◆ Vos tâches:
**1)** D'après l'extrait de l'arrêt sur les ordres de paiement litigieux, quelle juridiction a prononcé le jugement frappé d'appel, et à quelle date ?
**2)** Rédigez la suite de l'extrait de l'arrêt sur les ordres de paiement litigieux, à partir de sa dernière phrase.

◆ Extrait choisi:
>>>

Si les signatures figurant sur chacun des deux ordres de paiement litigieux empruntaient à l'original dont disposait la banque certaines similitudes, elles présentaient toutefois des différences perceptibles notamment quant à la taille de la signature contrefaite laquelle était dilatée que l'originale ;

Aux termes de l'article 279 du Code de procédure civile, le Tribunal saisi en cours d'instance d'un incident de vérification d'écritures peut statuer immédiatement s'il possède des éléments d'appréciation suffisants ou ordonner la comparution des parties à cette fin puis instaurer une mesure d'expertise ;

Ces dispositions légales n'emportent pas obligation pour le tribunal d'ordonner un examen graphologique s'il possède des éléments suffisants pour asseoir sa décision ;

En l'espèce le tribunal disposait par la comparaison des signatures litigieuses avec les originaux des éléments suffisants pour statuer immédiatement sans recourir à une procédure de vérification plus étendue des écritures ;

Aucun grief ne peut être articulé à son encontre de ce chef ;

Dès lors que les premiers juges ont valablement considéré que la banque ne rapportait pas la preuve de ce qu'elle s'était régulièrement libérée de son obligation de restitution des fonds et l'ont condamnée au paiement des sommes réclamées par H.S. ;

Le refus apporté par la banque à recréditer le compte de H.S. du montant des sommes qu'elle avait irrégulièrement débitées, alors qu'elle ne pouvait ignorer le caractère frauduleux des deux ordres de paiement litigieux n'a pas manqué de générer un préjudice au détriment de celui-ci ;

C'est à bon droit que les premiers juges ont satisfait à la demande de dommages-intérêts par lui présentée ;

Il y a lieu de confirmer la décision entreprise en toutes ses dispositions

Motifs

La Cour,

Après en avoir délibéré conformément à la loi ;

La Cour statue sur l'appel relevé par la Société B. B. PLC à l'encontre d'un jugement prononcé le 31 mai 2007 par le Tribunal de première instance.

<<<

◆ Données fournies:
>>>

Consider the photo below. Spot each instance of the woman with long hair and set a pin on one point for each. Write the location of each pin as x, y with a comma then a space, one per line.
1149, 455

<<<

◆ Réponses par tâche:
**1)** Le Tribunal de première instance, le 31 mai 2007.

**2)**
Considérant les faits suivants :

H. S. qui demeure en Côte d'Ivoire, a assigné en paiement la Société B. B. PLC à Monaco, à laquelle il fait grief d'avoir indûment honoré deux ordres de virement de 65 000 euros et de 20 000 euros, par le débit du compte ouvert par lui dans les livres de la banque, au profit de deux comptes étrangers sis à Londres et à Bangkok

Aux termes du jugement déféré, le tribunal a considéré que la banque tenue d'une obligation de restitution à l'égard du déposant, ne rapportait pas la preuve qu'elle s'était valablement libérée de cette obligation, et l'a condamnée au versement au profit de H. S. de la somme de 85 000 euros avec intérêts au taux légal à compter du 16 février 2007, outre la somme de 7 000 euros à titre de dommages-intérêts.

Selon acte délivré le 31 juillet 2007 par le ministère de Maître Notari, la Société B. B. PLC a fait délivrer assignation devant la Cour d'appel en intimant H. S.

Elle conclut à l'infirmation de la décision entreprise, au rejet de toutes les prétentions de H. S., et forme une demande reconventionnelle en paiement de la somme de 15 000 euros à titre de dommages-intérêts pour procédure téméraire et abusive.

Elle soutient qu'elle a été particulièrement vigilante dans sa manière de traiter les deux ordres de paiement litigieux, alors que les précédents courriers aux mêmes fins de H. S. revêtaient des différences entre eux, que le dernier ordre de paiement litigieux était accompagné d'un bordereau de remise de trois chèques sur son compte, ce qui ne pouvait qu'accréditer le fait que cet ordre de paiement émanait bien de lui, et qu'aux termes des dispositions générales de la convention de compte courant la liant à H. S., elle n'est responsable que de sa faute lourde, dont H. S. ne rapporte pas la preuve qu'elle l'ait commise.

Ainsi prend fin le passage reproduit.